== MATERIAL FOR THIS EXERCISE

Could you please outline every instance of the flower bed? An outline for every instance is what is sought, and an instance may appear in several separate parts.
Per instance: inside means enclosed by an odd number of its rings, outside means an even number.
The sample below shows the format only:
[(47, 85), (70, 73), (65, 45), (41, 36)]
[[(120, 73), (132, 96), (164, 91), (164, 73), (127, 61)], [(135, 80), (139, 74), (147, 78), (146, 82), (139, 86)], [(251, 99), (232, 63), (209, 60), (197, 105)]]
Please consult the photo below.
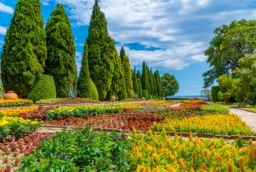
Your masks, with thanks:
[(25, 107), (32, 106), (33, 100), (26, 99), (0, 99), (0, 107)]
[(49, 98), (37, 101), (35, 104), (42, 105), (60, 105), (73, 104), (96, 103), (99, 101), (86, 98)]
[(253, 171), (255, 169), (256, 144), (230, 144), (223, 140), (170, 139), (163, 131), (134, 135), (131, 166), (143, 171)]
[(41, 140), (50, 136), (48, 133), (33, 133), (17, 140), (15, 137), (7, 138), (0, 143), (0, 171), (11, 171), (17, 167), (24, 155), (33, 154)]
[(118, 113), (118, 105), (83, 105), (73, 107), (60, 107), (47, 112), (46, 118), (48, 120), (64, 119), (67, 116), (82, 118), (86, 115), (95, 116), (105, 113)]
[(163, 116), (109, 114), (96, 116), (86, 116), (83, 118), (71, 116), (61, 120), (46, 121), (44, 124), (77, 127), (84, 127), (86, 124), (88, 124), (91, 128), (112, 128), (130, 130), (134, 126), (138, 129), (147, 131), (154, 122), (161, 122), (163, 119)]
[(19, 115), (21, 114), (29, 113), (38, 109), (38, 107), (30, 107), (24, 108), (7, 109), (0, 110), (0, 114), (5, 116)]
[(6, 137), (22, 138), (35, 131), (42, 123), (20, 117), (5, 116), (0, 118), (0, 141)]
[(131, 147), (125, 136), (88, 128), (56, 133), (34, 155), (24, 157), (19, 171), (127, 171)]
[(165, 118), (161, 124), (154, 123), (152, 129), (165, 129), (173, 132), (192, 132), (228, 135), (254, 136), (254, 132), (237, 115), (209, 115), (179, 118)]

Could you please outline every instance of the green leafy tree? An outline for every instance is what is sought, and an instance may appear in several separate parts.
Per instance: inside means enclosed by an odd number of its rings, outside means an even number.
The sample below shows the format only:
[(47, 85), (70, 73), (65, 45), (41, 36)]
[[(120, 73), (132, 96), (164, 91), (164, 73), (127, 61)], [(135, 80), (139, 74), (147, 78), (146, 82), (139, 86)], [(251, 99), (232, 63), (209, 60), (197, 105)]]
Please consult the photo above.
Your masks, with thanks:
[(124, 59), (124, 56), (125, 56), (125, 50), (124, 46), (122, 46), (121, 50), (120, 52), (120, 57), (121, 58), (122, 61)]
[(137, 95), (138, 94), (138, 80), (136, 76), (136, 67), (134, 66), (134, 69), (133, 72), (133, 78), (132, 78), (132, 83), (134, 93)]
[[(147, 67), (146, 63), (143, 61), (143, 74), (141, 76), (141, 87), (143, 91), (143, 94), (145, 93), (145, 90), (149, 92), (149, 74), (148, 74), (148, 71), (147, 71)], [(149, 94), (144, 94), (143, 95), (143, 96), (149, 96)]]
[(38, 0), (18, 1), (1, 54), (1, 79), (6, 91), (27, 96), (44, 72), (46, 34)]
[(97, 87), (100, 100), (104, 100), (111, 94), (109, 90), (115, 68), (116, 50), (113, 40), (109, 35), (105, 15), (100, 10), (98, 0), (93, 6), (86, 43), (91, 78)]
[(82, 66), (77, 80), (78, 95), (81, 98), (92, 98), (91, 82), (88, 65), (88, 45), (84, 45)]
[(143, 88), (141, 86), (141, 75), (140, 71), (137, 71), (136, 74), (137, 81), (138, 81), (138, 96), (142, 98), (143, 96)]
[(62, 90), (75, 85), (77, 76), (74, 36), (62, 6), (57, 5), (51, 14), (46, 32), (48, 55), (44, 72), (53, 76), (57, 96), (64, 97)]
[(163, 92), (165, 94), (165, 99), (167, 96), (171, 96), (179, 92), (179, 83), (174, 75), (165, 73), (162, 77)]
[(124, 73), (125, 78), (125, 86), (127, 93), (127, 98), (133, 97), (133, 83), (131, 80), (131, 65), (129, 57), (125, 56), (122, 61), (122, 65), (124, 67)]
[(161, 78), (159, 74), (159, 72), (157, 69), (154, 74), (155, 77), (155, 82), (156, 82), (156, 96), (158, 99), (162, 99), (162, 82), (161, 82)]
[(240, 103), (246, 100), (256, 103), (256, 55), (248, 54), (239, 60), (240, 66), (233, 75), (239, 78), (235, 83), (237, 90), (236, 99)]
[(217, 28), (205, 51), (212, 68), (203, 74), (204, 87), (212, 85), (221, 75), (230, 74), (239, 66), (239, 59), (256, 53), (256, 21), (234, 21)]

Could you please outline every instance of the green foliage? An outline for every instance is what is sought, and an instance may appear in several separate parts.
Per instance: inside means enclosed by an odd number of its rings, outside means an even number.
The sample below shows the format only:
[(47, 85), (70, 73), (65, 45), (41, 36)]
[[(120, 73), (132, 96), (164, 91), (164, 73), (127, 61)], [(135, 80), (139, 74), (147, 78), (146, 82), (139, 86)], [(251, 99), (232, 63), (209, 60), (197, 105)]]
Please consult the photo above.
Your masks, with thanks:
[(19, 0), (3, 46), (1, 71), (4, 89), (26, 97), (44, 72), (46, 56), (40, 1)]
[(203, 106), (201, 107), (202, 110), (208, 111), (214, 111), (219, 114), (228, 114), (230, 109), (228, 107), (223, 107), (220, 105), (212, 104), (210, 105)]
[(142, 92), (143, 92), (143, 97), (144, 97), (145, 100), (149, 100), (149, 91), (147, 91), (147, 89), (143, 89)]
[(248, 54), (239, 60), (240, 66), (233, 72), (239, 79), (235, 85), (236, 99), (241, 103), (246, 100), (256, 103), (256, 55)]
[[(113, 73), (118, 54), (113, 40), (109, 36), (107, 31), (107, 22), (105, 15), (100, 10), (98, 1), (93, 6), (93, 14), (89, 28), (86, 39), (88, 44), (88, 62), (91, 78), (96, 85), (100, 100), (104, 100), (112, 84)], [(116, 78), (120, 78), (119, 72), (116, 72)], [(120, 82), (118, 80), (118, 82)], [(119, 84), (112, 88), (116, 92)], [(116, 94), (113, 92), (113, 94)]]
[(91, 99), (93, 100), (99, 100), (99, 94), (98, 93), (97, 87), (95, 85), (93, 81), (90, 79), (89, 80), (90, 87), (91, 89)]
[(155, 83), (156, 83), (156, 98), (158, 99), (162, 99), (162, 94), (163, 94), (163, 89), (162, 89), (162, 80), (159, 74), (158, 70), (156, 70), (154, 74), (155, 77)]
[(136, 76), (136, 67), (134, 66), (134, 70), (133, 72), (132, 83), (134, 93), (138, 96), (138, 84)]
[(80, 97), (92, 98), (92, 88), (91, 87), (91, 83), (90, 80), (90, 72), (88, 65), (88, 45), (85, 44), (84, 55), (82, 59), (81, 69), (77, 80), (77, 89), (79, 91), (78, 95)]
[(53, 76), (57, 95), (64, 97), (66, 87), (77, 83), (75, 45), (69, 19), (62, 6), (51, 14), (46, 26), (47, 60), (44, 72)]
[(201, 94), (203, 96), (205, 96), (207, 97), (207, 98), (208, 100), (211, 100), (211, 92), (210, 89), (203, 89), (201, 91)]
[(61, 117), (66, 118), (68, 116), (83, 118), (84, 116), (95, 116), (105, 113), (118, 113), (120, 107), (108, 105), (80, 105), (72, 107), (60, 107), (52, 110), (49, 110), (46, 116), (48, 120), (56, 120)]
[(42, 75), (28, 95), (34, 102), (41, 99), (55, 98), (56, 89), (53, 76)]
[(167, 96), (173, 96), (179, 92), (179, 83), (174, 75), (164, 74), (162, 82), (163, 92), (165, 95), (165, 98)]
[(128, 171), (131, 142), (116, 132), (64, 130), (25, 157), (19, 171)]
[(212, 68), (203, 74), (204, 87), (212, 85), (220, 76), (228, 75), (239, 66), (239, 59), (256, 50), (256, 21), (234, 21), (216, 28), (215, 36), (205, 51)]
[(219, 86), (212, 86), (212, 100), (214, 102), (218, 102), (219, 99), (218, 98), (218, 93), (219, 92)]
[(122, 65), (124, 67), (125, 87), (126, 92), (127, 93), (127, 98), (133, 98), (133, 83), (131, 80), (131, 65), (127, 56), (125, 56), (123, 57)]
[(218, 92), (218, 100), (219, 100), (221, 102), (223, 100), (223, 94), (221, 91), (219, 91)]
[(122, 46), (121, 50), (120, 51), (120, 57), (122, 61), (124, 60), (124, 56), (125, 56), (125, 50), (124, 46)]

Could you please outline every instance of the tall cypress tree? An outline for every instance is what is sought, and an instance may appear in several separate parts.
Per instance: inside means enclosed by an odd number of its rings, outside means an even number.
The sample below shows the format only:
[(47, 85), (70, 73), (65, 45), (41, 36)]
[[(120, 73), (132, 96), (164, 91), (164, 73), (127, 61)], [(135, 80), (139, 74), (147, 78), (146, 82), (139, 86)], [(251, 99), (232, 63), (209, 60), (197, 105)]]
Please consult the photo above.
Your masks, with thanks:
[(5, 39), (1, 79), (6, 91), (26, 97), (44, 72), (46, 34), (39, 0), (18, 1)]
[(136, 76), (136, 67), (134, 66), (134, 69), (133, 72), (133, 78), (132, 78), (132, 83), (134, 87), (134, 91), (136, 94), (138, 95), (138, 80), (137, 80), (137, 76)]
[(104, 12), (95, 0), (86, 39), (91, 78), (97, 87), (100, 100), (104, 100), (110, 90), (114, 69), (116, 47), (109, 36)]
[(124, 46), (122, 45), (121, 47), (121, 50), (120, 51), (120, 57), (121, 58), (122, 61), (124, 59), (125, 56), (125, 50)]
[(133, 97), (133, 84), (131, 80), (131, 65), (129, 57), (125, 56), (122, 61), (122, 65), (124, 67), (124, 73), (125, 78), (125, 86), (127, 93), (127, 98)]
[(92, 98), (90, 72), (88, 65), (88, 45), (84, 44), (82, 67), (77, 80), (77, 89), (81, 98)]
[(51, 14), (46, 26), (47, 60), (44, 72), (53, 76), (57, 95), (64, 97), (63, 89), (77, 83), (75, 45), (69, 19), (62, 6)]
[(141, 75), (140, 71), (137, 71), (136, 74), (137, 81), (138, 81), (138, 96), (139, 98), (142, 98), (143, 96), (143, 88), (141, 86)]

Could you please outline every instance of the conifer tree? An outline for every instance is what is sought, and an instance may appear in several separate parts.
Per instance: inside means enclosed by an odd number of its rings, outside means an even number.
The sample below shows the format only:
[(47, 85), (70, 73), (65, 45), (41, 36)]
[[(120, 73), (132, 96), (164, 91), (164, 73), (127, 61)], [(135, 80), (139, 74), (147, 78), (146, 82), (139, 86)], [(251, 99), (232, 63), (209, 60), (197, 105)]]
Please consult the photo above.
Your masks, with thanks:
[(104, 100), (110, 94), (113, 73), (116, 67), (114, 66), (116, 50), (113, 40), (109, 35), (105, 15), (100, 10), (98, 0), (93, 6), (86, 43), (91, 78), (97, 87), (100, 100)]
[(13, 90), (19, 97), (26, 97), (43, 74), (46, 56), (40, 1), (19, 0), (1, 56), (4, 89)]
[(44, 72), (53, 76), (57, 95), (64, 97), (63, 90), (75, 85), (77, 76), (74, 36), (62, 6), (58, 4), (51, 14), (46, 32), (48, 55)]
[(138, 81), (138, 96), (139, 98), (142, 98), (143, 96), (143, 89), (141, 86), (141, 75), (139, 70), (137, 71), (136, 76)]
[(121, 50), (120, 51), (120, 57), (121, 58), (122, 61), (123, 61), (125, 56), (125, 50), (124, 46), (122, 45), (121, 47)]
[[(147, 64), (145, 61), (143, 61), (143, 74), (141, 76), (141, 87), (143, 89), (143, 95), (146, 98), (146, 96), (149, 96), (149, 74), (147, 71)], [(143, 91), (144, 90), (144, 91)], [(145, 94), (145, 92), (147, 92), (147, 94)]]
[(133, 72), (133, 77), (132, 77), (132, 83), (133, 83), (133, 87), (134, 91), (136, 94), (137, 94), (138, 96), (138, 80), (137, 80), (137, 76), (136, 76), (136, 67), (134, 66), (134, 69)]
[(127, 93), (127, 98), (133, 97), (133, 84), (131, 80), (131, 65), (129, 57), (125, 56), (122, 61), (122, 65), (124, 67), (124, 74), (125, 78), (125, 86)]
[(84, 45), (82, 66), (77, 80), (78, 95), (81, 98), (92, 98), (90, 72), (88, 65), (88, 45)]

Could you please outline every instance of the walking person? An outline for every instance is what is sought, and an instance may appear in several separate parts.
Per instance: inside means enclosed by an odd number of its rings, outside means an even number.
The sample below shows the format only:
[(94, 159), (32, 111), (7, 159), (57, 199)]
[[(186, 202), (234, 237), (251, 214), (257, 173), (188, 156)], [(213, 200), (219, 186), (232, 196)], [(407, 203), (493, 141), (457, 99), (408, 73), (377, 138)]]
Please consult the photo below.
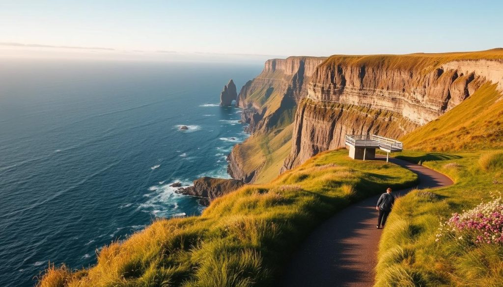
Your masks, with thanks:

====

PROBLEM:
Write out again the stretch of the items from the very beginning through the line containing "155), (33, 154)]", leaving out any pictures.

RESULT BELOW:
Could you please outline every instance of the flower bed? An outline for every instance is what is sought, and an instance may appear in several separate parts.
Per instance: inside means enclosed by an odd number of its rings, outside means an even number.
The sample below shows the format only:
[(47, 85), (70, 73), (65, 45), (41, 36)]
[[(120, 73), (132, 96), (164, 91), (164, 73), (127, 61)], [(135, 80), (139, 74), (147, 78), (146, 82), (139, 86)], [(251, 99), (232, 63), (209, 60), (197, 105)]]
Please consult the photo below.
Your masks, with thanks:
[(25, 107), (32, 106), (33, 100), (26, 99), (0, 99), (0, 107)]
[(49, 98), (37, 101), (35, 104), (42, 105), (60, 105), (73, 104), (96, 103), (99, 101), (86, 98)]
[(253, 171), (255, 169), (256, 144), (230, 144), (223, 140), (170, 139), (163, 131), (134, 135), (131, 166), (143, 171)]
[(41, 140), (50, 136), (48, 133), (33, 133), (17, 140), (15, 137), (7, 138), (0, 143), (0, 171), (11, 171), (17, 167), (24, 155), (33, 154)]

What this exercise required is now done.